An Antibody Dispenser using the Arduino system and a Syringe (SALAD) has been demonstrated in this paper, with which the final purpose is to build a line dispenser that is low-cost and can create an appropriate line on the membrane surface. The system consists of Arduino UNO, two stepper motors, two motors drivers, two stepper motors actuators, and an LCD screen with supplement instruments (buttons, power supply, syringe pump), which serves the goal of building an economic system and can be operated through the two scenarios, depending on the users’ purposes. Using the three evaluation methods (testing with food dyes, antibody-HRP conjugates, and antibody-HRP conjugates through Lateral Flow Assay) and making the comparison with a commercialized model and a manual method, the SALAD has shown to be more effective than the manual method and has similar outcomes when comparing with the Claremont ALFRD commercialized model through different results (Kurtosis, Skewness, Signal Intensity, Bandwidth, Dispense length, Signal-to-Noise ratio, Width, Pixel densitometry). Finally, further work to enhance the stability of the models is required, such as changing the microcontrollers and changing the stepper motor “drivers. With the current production cost and feasible design, this model is expected to ease the burdens for institutions that are interested in fabricating lateral flow assays with a limited budget.

Declaration of Competing Interest

The authors declare that they have no known competing financial interests or personal relationships that could have appeared to influence the work reported in this paper.

Biographies

Hoang Anh Le P. Bachelor of Engineering (B.E) in Biomedical Engineering graduated from International University - Vietnam National University, focusing on neuroscience, molecular diagnostics, and Point-of-care devices. Has experience in bioinformatics and immunoassays, particularly Lateral Flow Immunoassay. Working as Senior Research Assistant in the Brain Health Lab (International University - Vietnam National University).

Lam Quang Nguyen Bachelor of Engineering (B.E) in Biomedical Engineering graduated from International University - Vietnam National University, focusing on software, medical instrumentation, cognitive neuroscience, signal processing and bioinformatics.

Hoai Bao Pham Undergraduate student in Biomedical Engineering at International University - Vietnam National University, focusing on neuroscience, molecular diagnostics and Point-of-care devices. Have experience in immunoassays.

Minh Thien Cao H. Undergraduate student in Biomedical Engineering at International University - Vietnam National University, focusing on neuroscience, molecular diagnostics and Point-of-care devices. Have experience in immunoassays.

Khon Huynh PhD. in Natural Sciences graduated from University of Heinrich, Heine, Germany, focusing on microfluidics, Point-of-care devices, molecular diagnostics, lab-on-chip and organ-on-chip. Has experience in researching diagnostic methods and fabrication of laboratory on chip (Lab-on-a-chip) for diagnostic applications of infectious diseases at low-cost. Working as lecturer in the Department of Tissue Engineering and Regenerative Medicine, and Brain Health Lab (International University - Vietnam National University).

+--

[ACTIVITY LIST]
1 - Please set down the passage of the SALAD excerpt between "Hoang Anh Le" and "processing and bioinformatics.", inclusive.
2 - Which commercialized model does the SALAD excerpt say the dispenser was compared with?

+--

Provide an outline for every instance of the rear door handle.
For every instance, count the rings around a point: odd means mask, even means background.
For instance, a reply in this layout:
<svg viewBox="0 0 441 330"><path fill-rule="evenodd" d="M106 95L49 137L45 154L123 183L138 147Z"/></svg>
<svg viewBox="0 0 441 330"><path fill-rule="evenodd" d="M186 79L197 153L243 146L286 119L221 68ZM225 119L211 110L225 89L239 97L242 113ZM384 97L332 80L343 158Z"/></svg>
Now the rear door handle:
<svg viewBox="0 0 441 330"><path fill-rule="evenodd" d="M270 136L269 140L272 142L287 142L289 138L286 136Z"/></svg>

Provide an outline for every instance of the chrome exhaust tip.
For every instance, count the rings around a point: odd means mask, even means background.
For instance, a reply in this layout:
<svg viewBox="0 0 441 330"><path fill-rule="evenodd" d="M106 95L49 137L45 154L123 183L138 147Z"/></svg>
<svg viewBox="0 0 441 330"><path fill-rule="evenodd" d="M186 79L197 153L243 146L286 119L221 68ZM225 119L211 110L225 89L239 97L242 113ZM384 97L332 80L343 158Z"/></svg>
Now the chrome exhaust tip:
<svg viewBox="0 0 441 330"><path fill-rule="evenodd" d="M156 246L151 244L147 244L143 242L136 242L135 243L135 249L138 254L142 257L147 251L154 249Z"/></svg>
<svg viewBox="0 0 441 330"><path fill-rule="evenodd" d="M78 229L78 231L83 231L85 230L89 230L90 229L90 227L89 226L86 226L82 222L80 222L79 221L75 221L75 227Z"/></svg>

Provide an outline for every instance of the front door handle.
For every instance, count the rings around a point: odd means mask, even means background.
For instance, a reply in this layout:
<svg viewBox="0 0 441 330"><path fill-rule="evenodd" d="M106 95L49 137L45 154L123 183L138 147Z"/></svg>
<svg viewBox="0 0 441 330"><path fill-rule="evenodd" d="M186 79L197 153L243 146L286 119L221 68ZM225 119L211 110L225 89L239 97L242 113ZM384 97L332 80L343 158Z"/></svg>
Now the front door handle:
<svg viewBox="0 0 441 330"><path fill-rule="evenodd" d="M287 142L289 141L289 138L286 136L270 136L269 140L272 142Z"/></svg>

+--

[ANSWER SET]
1 -
Hoang Anh Le P. Bachelor of Engineering (B.E) in Biomedical Engineering graduated from International University - Vietnam National University, focusing on neuroscience, molecular diagnostics, and Point-of-care devices. Has experience in bioinformatics and immunoassays, particularly Lateral Flow Immunoassay. Working as Senior Research Assistant in the Brain Health Lab (International University - Vietnam National University).

Lam Quang Nguyen Bachelor of Engineering (B.E) in Biomedical Engineering graduated from International University - Vietnam National University, focusing on software, medical instrumentation, cognitive neuroscience, signal processing and bioinformatics.

2 - The Claremont ALFRD commercialized model.